Collected data

•••••

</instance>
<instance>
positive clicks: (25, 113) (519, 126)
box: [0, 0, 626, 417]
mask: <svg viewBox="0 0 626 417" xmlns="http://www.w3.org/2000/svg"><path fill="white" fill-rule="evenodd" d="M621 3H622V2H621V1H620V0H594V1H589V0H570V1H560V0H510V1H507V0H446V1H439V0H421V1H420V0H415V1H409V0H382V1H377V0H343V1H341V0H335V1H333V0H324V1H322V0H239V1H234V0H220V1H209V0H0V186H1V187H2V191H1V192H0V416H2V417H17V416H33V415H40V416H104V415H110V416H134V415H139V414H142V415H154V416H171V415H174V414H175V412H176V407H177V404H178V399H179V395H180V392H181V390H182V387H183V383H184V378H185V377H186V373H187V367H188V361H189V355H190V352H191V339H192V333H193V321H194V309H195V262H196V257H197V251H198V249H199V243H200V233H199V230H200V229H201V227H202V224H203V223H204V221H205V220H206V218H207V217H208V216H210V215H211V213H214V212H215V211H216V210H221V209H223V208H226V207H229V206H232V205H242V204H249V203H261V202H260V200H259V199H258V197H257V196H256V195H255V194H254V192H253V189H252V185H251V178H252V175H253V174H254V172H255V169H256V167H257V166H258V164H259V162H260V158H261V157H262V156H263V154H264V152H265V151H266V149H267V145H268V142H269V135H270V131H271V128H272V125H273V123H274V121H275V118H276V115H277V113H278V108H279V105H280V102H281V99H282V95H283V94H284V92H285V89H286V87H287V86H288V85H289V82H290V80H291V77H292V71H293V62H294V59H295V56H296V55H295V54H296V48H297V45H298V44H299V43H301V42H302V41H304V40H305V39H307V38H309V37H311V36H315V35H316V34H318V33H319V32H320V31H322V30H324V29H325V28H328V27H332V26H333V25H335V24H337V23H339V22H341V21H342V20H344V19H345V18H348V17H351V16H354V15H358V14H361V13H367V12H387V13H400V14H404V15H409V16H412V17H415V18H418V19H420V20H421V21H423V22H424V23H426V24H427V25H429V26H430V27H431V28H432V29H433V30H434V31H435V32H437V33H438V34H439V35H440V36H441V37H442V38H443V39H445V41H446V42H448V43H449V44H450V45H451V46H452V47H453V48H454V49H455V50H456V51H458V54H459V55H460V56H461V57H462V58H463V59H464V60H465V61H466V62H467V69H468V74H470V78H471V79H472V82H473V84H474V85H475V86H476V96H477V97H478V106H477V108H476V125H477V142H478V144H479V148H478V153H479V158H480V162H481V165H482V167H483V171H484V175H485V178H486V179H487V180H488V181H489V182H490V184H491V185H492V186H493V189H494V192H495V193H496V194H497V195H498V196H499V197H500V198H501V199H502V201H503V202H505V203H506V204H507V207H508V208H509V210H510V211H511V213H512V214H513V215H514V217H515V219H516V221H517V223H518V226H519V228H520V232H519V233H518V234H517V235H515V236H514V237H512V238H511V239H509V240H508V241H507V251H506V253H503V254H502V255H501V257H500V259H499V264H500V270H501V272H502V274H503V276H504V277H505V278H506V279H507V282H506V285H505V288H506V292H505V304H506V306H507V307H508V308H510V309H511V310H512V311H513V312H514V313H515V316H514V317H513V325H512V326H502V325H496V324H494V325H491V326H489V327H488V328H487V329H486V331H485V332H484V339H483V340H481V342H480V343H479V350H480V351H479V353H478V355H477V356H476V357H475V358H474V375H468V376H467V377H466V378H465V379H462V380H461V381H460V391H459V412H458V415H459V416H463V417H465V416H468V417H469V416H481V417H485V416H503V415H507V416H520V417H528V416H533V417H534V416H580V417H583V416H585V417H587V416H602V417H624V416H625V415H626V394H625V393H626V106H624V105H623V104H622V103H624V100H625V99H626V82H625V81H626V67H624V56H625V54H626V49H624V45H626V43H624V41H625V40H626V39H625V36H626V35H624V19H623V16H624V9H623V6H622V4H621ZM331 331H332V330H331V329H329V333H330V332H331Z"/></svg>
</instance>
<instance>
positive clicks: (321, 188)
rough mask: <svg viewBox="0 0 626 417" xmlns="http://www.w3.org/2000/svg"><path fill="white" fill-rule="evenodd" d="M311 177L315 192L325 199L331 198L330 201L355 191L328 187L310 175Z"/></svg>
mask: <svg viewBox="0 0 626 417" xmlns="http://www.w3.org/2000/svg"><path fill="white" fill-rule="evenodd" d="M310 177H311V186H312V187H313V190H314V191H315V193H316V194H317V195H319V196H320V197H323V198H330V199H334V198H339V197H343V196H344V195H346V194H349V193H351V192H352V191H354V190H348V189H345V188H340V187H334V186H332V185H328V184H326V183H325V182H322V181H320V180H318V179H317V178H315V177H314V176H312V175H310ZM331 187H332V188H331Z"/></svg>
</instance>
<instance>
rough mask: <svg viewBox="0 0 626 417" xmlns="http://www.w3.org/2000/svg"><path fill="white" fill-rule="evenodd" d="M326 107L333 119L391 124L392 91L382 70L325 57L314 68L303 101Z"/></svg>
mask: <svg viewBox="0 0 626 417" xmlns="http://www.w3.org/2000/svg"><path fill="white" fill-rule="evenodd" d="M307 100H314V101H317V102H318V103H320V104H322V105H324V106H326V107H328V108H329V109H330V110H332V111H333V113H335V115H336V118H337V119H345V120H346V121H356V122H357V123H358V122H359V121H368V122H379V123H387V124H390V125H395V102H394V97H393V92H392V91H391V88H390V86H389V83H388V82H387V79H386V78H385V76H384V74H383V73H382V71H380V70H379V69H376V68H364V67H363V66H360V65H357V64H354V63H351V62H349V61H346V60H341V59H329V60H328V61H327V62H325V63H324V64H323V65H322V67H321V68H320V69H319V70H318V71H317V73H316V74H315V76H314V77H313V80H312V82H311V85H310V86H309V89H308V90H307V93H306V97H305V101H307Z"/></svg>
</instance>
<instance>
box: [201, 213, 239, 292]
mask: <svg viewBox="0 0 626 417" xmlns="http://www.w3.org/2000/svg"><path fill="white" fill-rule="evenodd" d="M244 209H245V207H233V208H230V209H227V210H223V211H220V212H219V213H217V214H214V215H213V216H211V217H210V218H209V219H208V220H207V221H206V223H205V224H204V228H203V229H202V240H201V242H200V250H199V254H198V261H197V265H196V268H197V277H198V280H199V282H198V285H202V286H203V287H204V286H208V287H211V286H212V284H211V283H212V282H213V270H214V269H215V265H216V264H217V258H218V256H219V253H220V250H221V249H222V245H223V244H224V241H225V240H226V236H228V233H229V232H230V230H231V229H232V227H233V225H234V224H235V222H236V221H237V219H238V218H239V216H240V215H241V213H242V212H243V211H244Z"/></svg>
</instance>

•••••

- **Problem requirements**:
Give back every line of the data exactly as it was written.

- **Task solution**:
</instance>
<instance>
positive clicks: (25, 113) (519, 126)
box: [0, 0, 626, 417]
mask: <svg viewBox="0 0 626 417" xmlns="http://www.w3.org/2000/svg"><path fill="white" fill-rule="evenodd" d="M621 3H622V2H621V1H620V0H594V1H589V0H570V1H560V0H510V1H507V0H446V1H439V0H421V1H420V0H415V1H409V0H382V1H377V0H343V1H341V0H335V1H333V0H324V1H322V0H239V1H234V0H220V1H209V0H0V186H1V187H2V191H1V192H0V416H2V417H17V416H33V415H40V416H104V415H110V416H134V415H139V414H142V415H154V416H171V415H174V414H175V412H176V407H177V404H178V399H179V395H180V392H181V390H182V387H183V383H184V378H185V377H186V373H187V367H188V361H189V355H190V352H191V339H192V333H193V321H194V309H195V262H196V257H197V251H198V249H199V243H200V233H199V230H200V229H201V227H202V224H203V223H204V221H205V220H206V218H207V217H208V216H210V215H211V213H214V212H215V211H216V210H221V209H223V208H226V207H229V206H232V205H242V204H249V203H261V202H260V200H259V199H258V197H257V196H256V195H255V194H254V192H253V189H252V185H251V178H252V175H253V174H254V172H255V169H256V167H257V166H258V164H259V162H260V158H261V157H262V156H263V154H264V152H265V151H266V149H267V145H268V142H269V135H270V131H271V128H272V125H273V123H274V121H275V118H276V115H277V113H278V108H279V105H280V102H281V99H282V95H283V94H284V92H285V89H286V87H287V86H288V85H289V82H290V80H291V77H292V71H293V62H294V59H295V56H296V55H295V54H296V48H297V45H298V44H299V43H301V42H302V41H304V40H305V39H307V38H309V37H311V36H315V35H316V34H318V33H319V32H320V31H322V30H324V29H325V28H328V27H332V26H333V25H335V24H337V23H339V22H341V21H342V20H344V19H345V18H348V17H351V16H354V15H358V14H361V13H367V12H387V13H400V14H404V15H409V16H412V17H415V18H418V19H420V20H421V21H423V22H424V23H426V24H427V25H429V26H430V27H431V28H432V29H433V30H434V31H435V32H437V33H438V34H439V35H440V36H441V37H442V38H443V39H445V41H446V42H448V43H449V44H450V45H451V46H452V47H453V48H454V49H455V50H456V51H458V54H459V55H460V56H461V57H462V58H463V59H464V60H465V61H466V62H467V69H468V74H470V78H471V79H472V82H473V84H474V85H475V86H476V96H477V97H478V106H477V108H476V125H477V142H478V144H479V148H478V153H479V158H480V162H481V165H482V167H483V171H484V175H485V178H486V179H487V180H488V181H489V182H490V184H491V185H492V186H493V189H494V192H495V193H496V194H497V195H498V196H499V197H500V198H501V199H502V201H503V202H505V203H506V204H507V207H508V208H509V210H510V211H511V213H512V214H513V215H514V217H515V219H516V221H517V223H518V226H519V228H520V232H519V233H518V234H517V235H515V236H514V237H512V238H511V239H509V240H508V241H507V251H506V253H503V254H502V255H501V257H500V259H499V264H500V270H501V272H502V274H503V276H504V277H505V278H506V279H507V282H506V285H505V288H506V292H505V304H506V306H507V307H508V308H510V309H511V310H512V311H513V312H514V313H515V316H514V317H513V325H512V326H502V325H496V324H494V325H491V326H489V327H488V328H487V329H486V331H485V332H484V339H483V340H481V342H480V343H479V350H480V351H479V353H478V355H477V356H476V357H475V358H474V375H468V376H467V377H466V378H465V379H462V380H461V381H460V391H459V412H458V415H459V416H463V417H465V416H468V417H469V416H481V417H485V416H503V415H507V416H520V417H528V416H533V417H534V416H580V417H583V416H585V417H587V416H602V417H624V416H625V415H626V394H625V393H626V106H624V105H623V104H622V103H624V100H625V99H626V82H625V81H626V67H624V56H625V54H626V49H624V45H626V43H624V41H625V40H626V39H625V36H626V35H624V19H623V16H624V9H623V6H622V4H621ZM331 331H332V330H331V329H329V333H330V332H331Z"/></svg>
</instance>
<instance>
positive clicks: (321, 188)
rough mask: <svg viewBox="0 0 626 417" xmlns="http://www.w3.org/2000/svg"><path fill="white" fill-rule="evenodd" d="M311 177L315 192L325 199L331 198L330 201L355 191L328 187L310 175Z"/></svg>
mask: <svg viewBox="0 0 626 417" xmlns="http://www.w3.org/2000/svg"><path fill="white" fill-rule="evenodd" d="M310 177H311V186H312V187H313V190H314V191H315V193H316V194H317V195H319V196H320V197H323V198H330V199H334V198H339V197H343V196H344V195H346V194H349V193H351V192H352V191H354V190H348V189H345V188H340V187H334V186H332V185H328V184H326V183H325V182H322V181H320V180H318V179H317V178H315V177H314V176H312V175H310ZM331 187H332V188H331Z"/></svg>
</instance>
<instance>
rough mask: <svg viewBox="0 0 626 417" xmlns="http://www.w3.org/2000/svg"><path fill="white" fill-rule="evenodd" d="M326 107L333 119L391 124L392 91L382 70L325 57L314 68L303 101Z"/></svg>
mask: <svg viewBox="0 0 626 417" xmlns="http://www.w3.org/2000/svg"><path fill="white" fill-rule="evenodd" d="M307 100H314V101H317V102H318V103H320V104H322V105H324V106H326V107H328V108H329V109H330V110H332V111H333V113H335V115H336V118H337V119H345V120H346V121H356V122H357V123H358V122H359V121H368V122H379V123H387V124H390V125H395V102H394V97H393V92H392V91H391V88H390V86H389V83H388V82H387V79H386V78H385V76H384V74H383V73H382V71H380V70H379V69H376V68H364V67H363V66H360V65H357V64H354V63H351V62H349V61H346V60H341V59H329V60H328V61H327V62H325V63H324V64H323V65H322V67H321V68H320V69H319V70H318V71H317V73H316V74H315V76H314V77H313V80H312V82H311V85H310V86H309V89H308V90H307V93H306V97H305V101H307Z"/></svg>
</instance>
<instance>
box: [201, 213, 239, 292]
mask: <svg viewBox="0 0 626 417" xmlns="http://www.w3.org/2000/svg"><path fill="white" fill-rule="evenodd" d="M244 209H245V207H233V208H230V209H227V210H223V211H220V212H219V213H217V214H214V215H213V216H211V217H210V218H209V219H208V220H207V221H206V223H205V224H204V228H203V229H202V240H201V242H200V250H199V254H198V261H197V265H196V268H197V277H198V280H199V282H198V285H202V286H203V287H204V286H208V287H211V286H212V284H211V283H212V282H213V270H214V269H215V265H216V264H217V258H218V256H219V253H220V250H221V249H222V245H223V244H224V241H225V240H226V236H228V233H229V232H230V230H231V229H232V227H233V225H234V224H235V222H236V221H237V219H238V218H239V216H240V215H241V213H242V212H243V211H244Z"/></svg>
</instance>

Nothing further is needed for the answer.